* **EXERCISE DIRECTIONS**:
Without skipping anything, transcribe the listing that follows.

* **DATA SHOWN**:
_ _ _ _ _ _ _

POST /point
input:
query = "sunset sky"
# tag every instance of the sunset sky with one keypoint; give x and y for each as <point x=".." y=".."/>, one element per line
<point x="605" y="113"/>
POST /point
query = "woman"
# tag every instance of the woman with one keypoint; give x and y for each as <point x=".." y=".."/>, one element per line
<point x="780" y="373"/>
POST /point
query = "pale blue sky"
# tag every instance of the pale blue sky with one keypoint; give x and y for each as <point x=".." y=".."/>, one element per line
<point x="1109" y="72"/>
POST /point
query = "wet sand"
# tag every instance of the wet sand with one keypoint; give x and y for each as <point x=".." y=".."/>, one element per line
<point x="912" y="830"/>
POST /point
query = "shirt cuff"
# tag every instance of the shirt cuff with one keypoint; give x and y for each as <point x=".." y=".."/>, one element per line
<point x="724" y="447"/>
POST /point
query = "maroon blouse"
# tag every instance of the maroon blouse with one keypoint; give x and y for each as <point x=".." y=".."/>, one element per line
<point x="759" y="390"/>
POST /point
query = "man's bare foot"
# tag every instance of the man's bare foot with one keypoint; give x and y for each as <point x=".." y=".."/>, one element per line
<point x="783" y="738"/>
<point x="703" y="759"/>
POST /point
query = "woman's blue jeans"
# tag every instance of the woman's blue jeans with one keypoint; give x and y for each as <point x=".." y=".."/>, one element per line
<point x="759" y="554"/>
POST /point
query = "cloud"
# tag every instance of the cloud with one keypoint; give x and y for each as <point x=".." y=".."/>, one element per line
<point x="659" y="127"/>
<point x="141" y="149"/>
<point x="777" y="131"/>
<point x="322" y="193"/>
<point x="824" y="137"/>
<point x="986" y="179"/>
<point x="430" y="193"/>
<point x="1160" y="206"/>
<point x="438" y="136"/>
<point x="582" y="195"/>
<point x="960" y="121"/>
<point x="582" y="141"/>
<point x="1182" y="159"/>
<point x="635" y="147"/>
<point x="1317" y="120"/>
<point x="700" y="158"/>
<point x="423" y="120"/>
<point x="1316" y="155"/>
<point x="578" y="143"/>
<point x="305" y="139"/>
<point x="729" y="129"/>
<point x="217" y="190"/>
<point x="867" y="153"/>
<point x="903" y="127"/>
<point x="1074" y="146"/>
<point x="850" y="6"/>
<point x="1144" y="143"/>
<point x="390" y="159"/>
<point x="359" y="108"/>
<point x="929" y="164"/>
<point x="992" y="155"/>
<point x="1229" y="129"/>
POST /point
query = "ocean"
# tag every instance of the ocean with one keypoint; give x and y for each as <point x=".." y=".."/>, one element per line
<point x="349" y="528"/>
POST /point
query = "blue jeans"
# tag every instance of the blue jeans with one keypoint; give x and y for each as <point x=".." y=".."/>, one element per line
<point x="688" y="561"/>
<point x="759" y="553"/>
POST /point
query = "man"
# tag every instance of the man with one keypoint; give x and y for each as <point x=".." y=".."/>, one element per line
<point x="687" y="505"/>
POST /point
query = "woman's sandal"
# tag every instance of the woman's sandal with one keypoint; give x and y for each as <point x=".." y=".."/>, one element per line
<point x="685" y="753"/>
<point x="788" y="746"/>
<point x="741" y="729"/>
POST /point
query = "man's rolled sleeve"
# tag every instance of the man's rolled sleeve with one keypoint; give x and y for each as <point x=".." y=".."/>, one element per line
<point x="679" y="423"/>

_ _ _ _ _ _ _

* **EXPECTED ANSWER**:
POST /point
input:
query = "sunset sky"
# tag every instance of the sunset sky with one keypoint; give x and y for each as <point x=".." y=".."/>, one element per line
<point x="605" y="113"/>
POST /point
query = "woman"
# tag every instance of the woman with one keypoint; give x and y for each as <point x=".." y=".."/>, one element per line
<point x="780" y="373"/>
POST /point
query = "pale blue sky"
# tag every instance of the pale blue sky with one keypoint; give x and y for each as <point x=".." y=".."/>, one element per line
<point x="1109" y="72"/>
POST /point
query = "wet sand"
# tag every instance of the wet sand with one keypoint; give x and y for each as <point x=".." y=".."/>, one element per line
<point x="912" y="830"/>
POST /point
query = "shirt cuff"
# tag every instance of the shirt cuff with one keypoint; give x and y for each as <point x=".." y=".."/>, one element per line
<point x="724" y="447"/>
POST /point
query = "maroon blouse"
# tag every instance of the maroon blouse with one keypoint; give x and y for each as <point x=".." y=".."/>, one element per line
<point x="759" y="390"/>
POST /point
query = "man's bare foot"
# tag every instance of the man's bare foot with one keypoint; give x and y for each as <point x=".." y=".."/>, one element per line
<point x="783" y="738"/>
<point x="703" y="759"/>
POST /point
query = "woman's blue jeans"
# tag every instance of the woman's blue jeans with one keypoint; give x and y for each as <point x=".." y=".."/>, one element per line
<point x="759" y="554"/>
POST /point
query = "cloud"
# tag every instance of the cloud with one keypoint; give x and y for each as <point x=".." y=".."/>, one element per line
<point x="659" y="127"/>
<point x="141" y="149"/>
<point x="777" y="131"/>
<point x="322" y="193"/>
<point x="824" y="137"/>
<point x="986" y="179"/>
<point x="430" y="193"/>
<point x="1160" y="206"/>
<point x="438" y="136"/>
<point x="582" y="195"/>
<point x="960" y="121"/>
<point x="582" y="141"/>
<point x="1182" y="159"/>
<point x="635" y="147"/>
<point x="1317" y="120"/>
<point x="700" y="158"/>
<point x="423" y="120"/>
<point x="1316" y="155"/>
<point x="578" y="143"/>
<point x="305" y="139"/>
<point x="729" y="129"/>
<point x="217" y="190"/>
<point x="867" y="153"/>
<point x="903" y="127"/>
<point x="1074" y="146"/>
<point x="850" y="6"/>
<point x="1144" y="143"/>
<point x="390" y="159"/>
<point x="359" y="108"/>
<point x="929" y="164"/>
<point x="992" y="155"/>
<point x="1229" y="129"/>
POST /point
query = "ocean"
# tag every instance of the ocean with one keypoint; give x and y for each as <point x=".." y=".."/>, one element per line
<point x="349" y="528"/>
POST /point
query = "blue jeans"
# tag every instance of the blue jeans with one keypoint; give x and y for each as <point x=".." y=".."/>, one element per line
<point x="688" y="561"/>
<point x="759" y="553"/>
POST /point
query = "man"
# tag every instance of the man with one keypoint; give x and y for each as <point x=".." y=".."/>, one element per line
<point x="687" y="505"/>
POST /point
query = "woman's sandal"
# tag every instance of the woman's sandal with one keypoint; give x and y for each as <point x=".." y=".."/>, one element per line
<point x="685" y="753"/>
<point x="788" y="746"/>
<point x="741" y="729"/>
POST /point
query = "man's rolled sleeve"
# tag every instance of the man's rolled sleeve with one keypoint; give x and y for each as <point x=".." y=".."/>, one element per line
<point x="679" y="423"/>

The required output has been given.